Task prompt:
In the film review excerpt, who assembled the program about Murnau's lost circus drama?

Excerpt provided:
========================================================================
4. Neofakeism: The New Neorealism. Italy birthed documentary-inflected neorealism as a form of of post-war arte povera. The Afghan-French Nilofar in the Rain attempts same with DV, to confusing, unsteady effect. So terrible it’s fascinating, Fire Dancer is an Afghan-American identity pic completed after director Jawed Wassel’s brutal killing in October 2001 (his producer has been charged with the murder). Fire Dancer struggles to articulate an ultra-low-budget 21st-century aesthetic, slapping together a hodgepodge of home-movie acting(-out), sub-Bollywood fantasy, soap-opera romance, and film-schooly Scorsese/Spike Lee nods. Yet, somehow, this global-pop ripoff conveys true heart and tough reality through the cheesiest means. It succeeds because, unlike much of this lineup, it knows it has a reason to exist. —Ed Halter

Among the half-dozen restorations of great interest at Tribeca, UCLA historian Janet Bergstrom has assembled an invaluable program with “Murnau’s 4 Devils—Traces of a Lost Film.” All prints have vanished of F.W. Murnau’s 1928 circus drama, the German director’s second American film, made just after his masterpiece, Sunrise—it’s perhaps the most important lost film of all time. Bergstrom evokes this ghost movie through materials documenting its production and reception, stills, and stunning art-director sketches.

Victor Schertzinger’s Redskin (1929), one of Paramount’s last silents, is one of the rare movies of its period to offer a sympathetic portrait of Native Americans. This meticulous Library of Congress restoration brings out its prettiness, but can’t avoid the somewhat artificial look of two-color Technicolor. The UCLA Archive’s restoration of Joseph Mankiewicz’s acerbic film à clef The Barefoot Contessa (1954) was not available for preview; nor was legendary UCLA archivist Robert Gitt’s program, “Charles Laughton Directs The Night of the Hunter,” composed of rushes and outtakes from the actor’s sole directorial effort, a flop in 1955 but now regarded as an American classic. (Gitt’s program is followed by the original film; Film Forum repeats the bill on May 8.)
========================================================================
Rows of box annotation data
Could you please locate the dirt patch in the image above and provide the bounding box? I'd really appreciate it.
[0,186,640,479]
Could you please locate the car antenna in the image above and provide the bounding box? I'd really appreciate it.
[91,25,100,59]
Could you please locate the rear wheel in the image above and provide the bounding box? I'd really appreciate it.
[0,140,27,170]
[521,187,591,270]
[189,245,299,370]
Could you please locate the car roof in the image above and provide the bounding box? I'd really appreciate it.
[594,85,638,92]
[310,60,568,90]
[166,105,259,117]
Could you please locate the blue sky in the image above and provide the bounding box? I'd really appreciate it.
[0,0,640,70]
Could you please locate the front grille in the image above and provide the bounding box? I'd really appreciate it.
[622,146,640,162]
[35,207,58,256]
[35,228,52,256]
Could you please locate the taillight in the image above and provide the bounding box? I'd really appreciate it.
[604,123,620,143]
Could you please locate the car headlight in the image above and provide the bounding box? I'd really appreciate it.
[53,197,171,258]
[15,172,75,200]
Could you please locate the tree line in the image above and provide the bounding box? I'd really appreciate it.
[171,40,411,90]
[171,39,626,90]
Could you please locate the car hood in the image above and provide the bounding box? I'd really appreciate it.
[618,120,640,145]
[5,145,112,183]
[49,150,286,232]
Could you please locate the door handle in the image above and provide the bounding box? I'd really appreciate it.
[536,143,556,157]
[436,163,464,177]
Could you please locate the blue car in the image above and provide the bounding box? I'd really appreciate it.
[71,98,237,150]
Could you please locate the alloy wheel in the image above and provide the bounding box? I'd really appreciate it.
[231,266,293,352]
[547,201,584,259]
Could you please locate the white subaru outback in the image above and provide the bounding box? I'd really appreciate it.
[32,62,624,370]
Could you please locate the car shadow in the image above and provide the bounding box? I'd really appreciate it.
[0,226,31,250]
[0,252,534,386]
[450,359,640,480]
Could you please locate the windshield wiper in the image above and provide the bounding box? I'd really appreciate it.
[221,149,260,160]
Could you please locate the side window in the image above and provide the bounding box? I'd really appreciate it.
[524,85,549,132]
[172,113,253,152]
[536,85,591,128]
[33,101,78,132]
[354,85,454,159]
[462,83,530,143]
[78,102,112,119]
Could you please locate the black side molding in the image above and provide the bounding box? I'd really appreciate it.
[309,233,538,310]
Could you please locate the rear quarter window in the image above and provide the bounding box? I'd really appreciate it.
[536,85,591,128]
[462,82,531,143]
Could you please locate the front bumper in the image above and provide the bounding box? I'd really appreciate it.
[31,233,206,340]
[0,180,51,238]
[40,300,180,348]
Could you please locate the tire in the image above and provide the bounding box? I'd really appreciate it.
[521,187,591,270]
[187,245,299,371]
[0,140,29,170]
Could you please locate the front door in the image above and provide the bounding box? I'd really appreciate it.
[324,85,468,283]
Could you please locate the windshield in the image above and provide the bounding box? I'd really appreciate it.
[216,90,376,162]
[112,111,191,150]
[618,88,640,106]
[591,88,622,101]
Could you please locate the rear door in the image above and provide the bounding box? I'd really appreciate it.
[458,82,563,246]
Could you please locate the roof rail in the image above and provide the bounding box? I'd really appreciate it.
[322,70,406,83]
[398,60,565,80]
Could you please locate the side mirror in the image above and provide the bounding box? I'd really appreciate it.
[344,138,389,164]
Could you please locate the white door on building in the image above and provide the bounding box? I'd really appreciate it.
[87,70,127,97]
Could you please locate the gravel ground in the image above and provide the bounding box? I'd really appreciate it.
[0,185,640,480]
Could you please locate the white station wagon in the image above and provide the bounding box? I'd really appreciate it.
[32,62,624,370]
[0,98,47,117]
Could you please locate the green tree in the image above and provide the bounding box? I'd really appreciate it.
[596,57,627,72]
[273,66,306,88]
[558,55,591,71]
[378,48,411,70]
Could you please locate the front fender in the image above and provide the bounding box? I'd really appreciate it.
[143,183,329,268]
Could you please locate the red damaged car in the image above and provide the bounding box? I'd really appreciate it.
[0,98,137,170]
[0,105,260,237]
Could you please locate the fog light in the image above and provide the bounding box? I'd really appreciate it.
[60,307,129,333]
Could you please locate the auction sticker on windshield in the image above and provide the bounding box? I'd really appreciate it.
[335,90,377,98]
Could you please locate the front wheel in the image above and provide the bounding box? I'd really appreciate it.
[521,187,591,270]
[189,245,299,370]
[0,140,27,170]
========================================================================
Exercise answer:
UCLA historian Janet Bergstrom